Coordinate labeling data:
________

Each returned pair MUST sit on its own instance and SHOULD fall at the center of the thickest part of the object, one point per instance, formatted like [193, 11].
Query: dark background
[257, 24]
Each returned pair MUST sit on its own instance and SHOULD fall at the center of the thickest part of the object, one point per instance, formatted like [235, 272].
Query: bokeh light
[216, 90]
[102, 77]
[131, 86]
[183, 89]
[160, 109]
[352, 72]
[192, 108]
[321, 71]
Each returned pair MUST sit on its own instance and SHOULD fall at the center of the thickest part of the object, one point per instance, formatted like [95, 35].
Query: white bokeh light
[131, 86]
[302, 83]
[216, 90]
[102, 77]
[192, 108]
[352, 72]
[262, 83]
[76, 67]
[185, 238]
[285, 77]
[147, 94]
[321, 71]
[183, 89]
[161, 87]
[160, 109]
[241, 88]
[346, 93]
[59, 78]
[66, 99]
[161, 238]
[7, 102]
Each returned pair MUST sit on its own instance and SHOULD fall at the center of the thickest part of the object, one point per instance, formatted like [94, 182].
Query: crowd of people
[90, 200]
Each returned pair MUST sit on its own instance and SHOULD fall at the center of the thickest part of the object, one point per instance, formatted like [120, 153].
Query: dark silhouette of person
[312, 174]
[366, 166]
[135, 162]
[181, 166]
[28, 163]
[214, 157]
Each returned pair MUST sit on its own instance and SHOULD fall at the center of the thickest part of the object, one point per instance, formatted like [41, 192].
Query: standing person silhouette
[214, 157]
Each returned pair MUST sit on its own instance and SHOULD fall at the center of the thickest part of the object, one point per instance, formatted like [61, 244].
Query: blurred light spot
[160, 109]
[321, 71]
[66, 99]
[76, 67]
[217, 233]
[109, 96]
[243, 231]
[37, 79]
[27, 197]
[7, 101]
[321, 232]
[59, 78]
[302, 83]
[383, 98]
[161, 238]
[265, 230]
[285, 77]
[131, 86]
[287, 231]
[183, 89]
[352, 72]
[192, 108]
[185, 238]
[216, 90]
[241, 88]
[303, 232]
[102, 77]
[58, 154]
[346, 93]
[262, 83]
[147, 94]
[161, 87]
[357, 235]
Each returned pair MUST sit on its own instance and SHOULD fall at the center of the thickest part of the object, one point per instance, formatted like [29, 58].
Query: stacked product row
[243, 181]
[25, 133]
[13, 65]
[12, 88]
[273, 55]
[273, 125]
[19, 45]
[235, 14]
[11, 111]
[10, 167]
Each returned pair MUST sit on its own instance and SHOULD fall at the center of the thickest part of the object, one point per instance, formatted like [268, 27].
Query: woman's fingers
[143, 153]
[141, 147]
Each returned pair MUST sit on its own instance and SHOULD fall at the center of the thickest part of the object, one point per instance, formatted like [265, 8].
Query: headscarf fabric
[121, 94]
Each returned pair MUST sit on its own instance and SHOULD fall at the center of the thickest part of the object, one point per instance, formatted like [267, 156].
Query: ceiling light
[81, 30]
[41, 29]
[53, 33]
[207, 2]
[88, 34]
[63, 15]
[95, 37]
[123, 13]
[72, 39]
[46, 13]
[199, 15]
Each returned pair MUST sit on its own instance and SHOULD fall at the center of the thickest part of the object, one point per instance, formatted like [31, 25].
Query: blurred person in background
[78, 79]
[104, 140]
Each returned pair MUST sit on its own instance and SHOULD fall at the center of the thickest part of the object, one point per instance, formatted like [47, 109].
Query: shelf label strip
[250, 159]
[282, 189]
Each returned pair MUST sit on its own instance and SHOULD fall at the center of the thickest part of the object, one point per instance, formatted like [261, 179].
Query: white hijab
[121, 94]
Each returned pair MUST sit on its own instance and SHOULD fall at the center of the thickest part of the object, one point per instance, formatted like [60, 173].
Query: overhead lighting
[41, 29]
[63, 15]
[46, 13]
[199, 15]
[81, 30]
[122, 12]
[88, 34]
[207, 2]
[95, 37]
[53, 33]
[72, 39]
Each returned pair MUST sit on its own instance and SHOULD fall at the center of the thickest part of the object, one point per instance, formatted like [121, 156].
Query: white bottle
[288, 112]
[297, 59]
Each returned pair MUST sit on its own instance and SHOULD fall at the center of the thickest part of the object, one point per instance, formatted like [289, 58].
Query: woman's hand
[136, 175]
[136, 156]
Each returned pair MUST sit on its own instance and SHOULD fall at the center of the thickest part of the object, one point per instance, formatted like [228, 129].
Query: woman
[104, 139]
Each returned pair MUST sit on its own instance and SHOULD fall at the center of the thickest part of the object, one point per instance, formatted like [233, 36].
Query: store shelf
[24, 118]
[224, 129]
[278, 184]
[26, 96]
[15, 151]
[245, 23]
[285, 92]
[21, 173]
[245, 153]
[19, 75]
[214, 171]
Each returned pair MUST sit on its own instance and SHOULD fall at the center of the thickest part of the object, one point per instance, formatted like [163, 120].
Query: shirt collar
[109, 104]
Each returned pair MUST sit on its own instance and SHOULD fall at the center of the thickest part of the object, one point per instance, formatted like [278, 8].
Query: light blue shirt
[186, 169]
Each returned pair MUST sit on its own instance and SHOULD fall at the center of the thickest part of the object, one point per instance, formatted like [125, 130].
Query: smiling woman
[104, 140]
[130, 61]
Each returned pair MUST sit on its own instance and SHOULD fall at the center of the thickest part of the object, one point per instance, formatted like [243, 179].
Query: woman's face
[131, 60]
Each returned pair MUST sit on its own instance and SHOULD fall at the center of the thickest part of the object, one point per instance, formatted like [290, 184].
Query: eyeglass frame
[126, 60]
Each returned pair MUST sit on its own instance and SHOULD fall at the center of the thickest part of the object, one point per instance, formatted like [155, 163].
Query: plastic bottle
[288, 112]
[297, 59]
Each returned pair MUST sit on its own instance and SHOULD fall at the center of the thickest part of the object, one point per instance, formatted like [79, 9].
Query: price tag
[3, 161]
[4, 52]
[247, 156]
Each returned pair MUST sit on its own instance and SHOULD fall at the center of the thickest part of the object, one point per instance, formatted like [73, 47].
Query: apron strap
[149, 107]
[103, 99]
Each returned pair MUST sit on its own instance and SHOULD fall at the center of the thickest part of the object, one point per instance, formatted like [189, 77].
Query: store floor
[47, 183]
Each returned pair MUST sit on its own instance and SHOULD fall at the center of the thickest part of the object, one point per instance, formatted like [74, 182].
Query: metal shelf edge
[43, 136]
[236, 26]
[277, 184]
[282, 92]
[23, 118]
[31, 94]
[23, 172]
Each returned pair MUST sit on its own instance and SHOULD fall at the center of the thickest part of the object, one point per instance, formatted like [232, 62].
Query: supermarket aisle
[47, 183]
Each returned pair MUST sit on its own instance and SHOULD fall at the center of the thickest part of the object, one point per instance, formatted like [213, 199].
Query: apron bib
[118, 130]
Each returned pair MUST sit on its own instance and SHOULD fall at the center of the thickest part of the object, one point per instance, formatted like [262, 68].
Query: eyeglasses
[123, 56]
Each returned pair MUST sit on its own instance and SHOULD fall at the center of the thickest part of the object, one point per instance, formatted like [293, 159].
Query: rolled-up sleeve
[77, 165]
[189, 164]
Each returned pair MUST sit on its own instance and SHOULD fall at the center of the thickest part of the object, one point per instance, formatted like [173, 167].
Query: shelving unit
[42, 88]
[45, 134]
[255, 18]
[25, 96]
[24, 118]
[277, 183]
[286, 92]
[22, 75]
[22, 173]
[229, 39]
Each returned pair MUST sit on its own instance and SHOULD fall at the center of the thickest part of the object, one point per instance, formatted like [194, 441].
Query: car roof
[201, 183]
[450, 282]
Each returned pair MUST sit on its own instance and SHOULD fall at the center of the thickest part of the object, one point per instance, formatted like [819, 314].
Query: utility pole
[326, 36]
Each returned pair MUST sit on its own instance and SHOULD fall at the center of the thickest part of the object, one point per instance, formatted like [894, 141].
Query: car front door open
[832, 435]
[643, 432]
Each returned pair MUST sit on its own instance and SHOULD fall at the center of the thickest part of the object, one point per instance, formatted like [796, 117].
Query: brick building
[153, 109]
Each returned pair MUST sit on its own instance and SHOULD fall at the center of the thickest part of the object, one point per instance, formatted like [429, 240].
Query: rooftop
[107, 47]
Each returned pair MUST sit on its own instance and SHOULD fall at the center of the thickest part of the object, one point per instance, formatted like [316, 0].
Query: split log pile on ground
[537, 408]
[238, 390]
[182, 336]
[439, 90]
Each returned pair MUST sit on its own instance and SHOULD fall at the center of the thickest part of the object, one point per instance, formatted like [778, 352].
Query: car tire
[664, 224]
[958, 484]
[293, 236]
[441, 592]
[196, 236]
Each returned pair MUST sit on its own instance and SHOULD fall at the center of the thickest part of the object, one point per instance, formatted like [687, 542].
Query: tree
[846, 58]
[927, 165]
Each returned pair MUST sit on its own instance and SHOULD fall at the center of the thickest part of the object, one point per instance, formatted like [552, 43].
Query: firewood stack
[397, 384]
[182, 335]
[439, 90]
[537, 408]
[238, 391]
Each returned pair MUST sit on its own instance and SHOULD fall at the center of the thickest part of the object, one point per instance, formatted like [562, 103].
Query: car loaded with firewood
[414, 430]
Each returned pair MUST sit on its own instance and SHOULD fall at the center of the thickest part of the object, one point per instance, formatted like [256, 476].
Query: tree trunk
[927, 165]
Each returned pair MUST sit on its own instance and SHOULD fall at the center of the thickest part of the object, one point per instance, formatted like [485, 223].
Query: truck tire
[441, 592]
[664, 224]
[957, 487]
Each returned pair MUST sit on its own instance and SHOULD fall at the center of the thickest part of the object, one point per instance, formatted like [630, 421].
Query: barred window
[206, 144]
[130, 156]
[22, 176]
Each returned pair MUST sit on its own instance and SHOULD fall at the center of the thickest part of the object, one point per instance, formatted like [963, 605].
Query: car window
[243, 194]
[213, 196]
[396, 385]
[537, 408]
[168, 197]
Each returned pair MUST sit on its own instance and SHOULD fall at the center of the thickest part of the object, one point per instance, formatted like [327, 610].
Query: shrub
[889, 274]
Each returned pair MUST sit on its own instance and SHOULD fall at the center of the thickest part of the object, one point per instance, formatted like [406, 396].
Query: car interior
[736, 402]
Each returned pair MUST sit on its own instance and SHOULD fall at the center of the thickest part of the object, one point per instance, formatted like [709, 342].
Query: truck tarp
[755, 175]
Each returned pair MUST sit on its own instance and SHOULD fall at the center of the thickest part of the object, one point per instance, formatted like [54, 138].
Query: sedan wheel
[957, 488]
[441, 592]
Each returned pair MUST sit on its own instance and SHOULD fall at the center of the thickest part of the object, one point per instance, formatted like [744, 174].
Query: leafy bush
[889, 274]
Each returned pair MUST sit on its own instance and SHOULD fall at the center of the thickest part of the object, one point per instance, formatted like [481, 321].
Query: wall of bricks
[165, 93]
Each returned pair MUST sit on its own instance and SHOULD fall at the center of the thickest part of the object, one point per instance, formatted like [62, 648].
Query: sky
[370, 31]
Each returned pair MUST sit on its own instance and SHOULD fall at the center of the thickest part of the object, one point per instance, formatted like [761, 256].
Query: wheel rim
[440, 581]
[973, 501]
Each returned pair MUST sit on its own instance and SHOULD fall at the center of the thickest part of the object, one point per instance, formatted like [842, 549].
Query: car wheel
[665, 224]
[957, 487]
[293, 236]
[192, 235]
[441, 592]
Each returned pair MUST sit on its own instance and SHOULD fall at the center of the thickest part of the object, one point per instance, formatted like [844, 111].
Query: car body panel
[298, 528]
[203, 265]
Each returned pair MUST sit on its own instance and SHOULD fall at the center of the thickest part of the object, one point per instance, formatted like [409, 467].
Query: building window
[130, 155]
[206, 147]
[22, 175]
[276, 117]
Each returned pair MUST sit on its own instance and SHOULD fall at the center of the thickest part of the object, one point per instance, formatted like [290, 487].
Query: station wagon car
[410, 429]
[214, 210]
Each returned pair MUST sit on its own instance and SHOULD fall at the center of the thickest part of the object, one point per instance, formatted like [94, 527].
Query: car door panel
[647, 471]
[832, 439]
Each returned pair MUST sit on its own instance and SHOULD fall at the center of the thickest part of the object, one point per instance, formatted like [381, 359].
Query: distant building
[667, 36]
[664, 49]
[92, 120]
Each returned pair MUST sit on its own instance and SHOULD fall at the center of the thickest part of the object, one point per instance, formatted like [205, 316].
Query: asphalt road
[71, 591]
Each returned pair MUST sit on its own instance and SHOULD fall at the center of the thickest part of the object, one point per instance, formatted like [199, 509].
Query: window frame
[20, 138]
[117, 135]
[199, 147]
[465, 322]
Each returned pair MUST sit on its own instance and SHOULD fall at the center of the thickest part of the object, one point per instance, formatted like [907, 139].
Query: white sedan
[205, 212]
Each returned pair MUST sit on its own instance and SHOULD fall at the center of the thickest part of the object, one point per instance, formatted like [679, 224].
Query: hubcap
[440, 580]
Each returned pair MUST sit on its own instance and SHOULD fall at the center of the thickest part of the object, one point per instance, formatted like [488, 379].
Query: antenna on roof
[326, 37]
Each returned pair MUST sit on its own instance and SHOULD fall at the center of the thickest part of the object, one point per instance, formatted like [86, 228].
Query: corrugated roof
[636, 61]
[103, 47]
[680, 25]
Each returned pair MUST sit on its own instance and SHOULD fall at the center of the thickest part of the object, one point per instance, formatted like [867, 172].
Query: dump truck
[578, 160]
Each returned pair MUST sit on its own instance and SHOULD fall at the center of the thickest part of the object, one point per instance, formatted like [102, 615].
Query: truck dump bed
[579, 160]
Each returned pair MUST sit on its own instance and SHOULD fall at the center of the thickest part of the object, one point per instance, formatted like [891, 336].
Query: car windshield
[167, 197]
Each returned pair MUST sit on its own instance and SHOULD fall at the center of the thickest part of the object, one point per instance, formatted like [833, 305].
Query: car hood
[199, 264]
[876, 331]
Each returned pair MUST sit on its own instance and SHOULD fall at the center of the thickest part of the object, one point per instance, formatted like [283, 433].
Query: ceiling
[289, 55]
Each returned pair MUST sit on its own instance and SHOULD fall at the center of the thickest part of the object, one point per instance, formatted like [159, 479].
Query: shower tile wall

________

Using the material above, extract the line that contains "like [867, 172]." and every line after it, exactly as given; stop at the last line.

Each returned pair MUST sit on its own instance and SHOULD fall at the center of the thickest part of the object, one point per instance, formatted like [867, 172].
Query: dump truck
[578, 160]
Each returned pair MUST sit on its own instance and SHOULD fall at the center of the thickest part of the object, one point per instance, formatted like [102, 615].
Query: truck dump bed
[579, 160]
Each returned pair MUST sit on its own instance and SHOULD fall at the center of the thickest part of the object, one point per instance, formatted like [891, 336].
Query: car windshield
[167, 197]
Each returned pair MUST sit on its own instance and SHOULD fall at the center of the thickest part of the object, one point per instance, formatted like [833, 305].
Query: car hood
[199, 264]
[876, 331]
Each returned pair MUST sit on its own instance and SHOULD fall at the center of the thickest part of the object, one point per instance, formatted like [283, 433].
Query: ceiling
[289, 55]
Each returned pair MUST sit on its own instance and SHOULD fall at the center of the thickest part of the object, one point per instance, formatted like [159, 479].
Query: shower tile wall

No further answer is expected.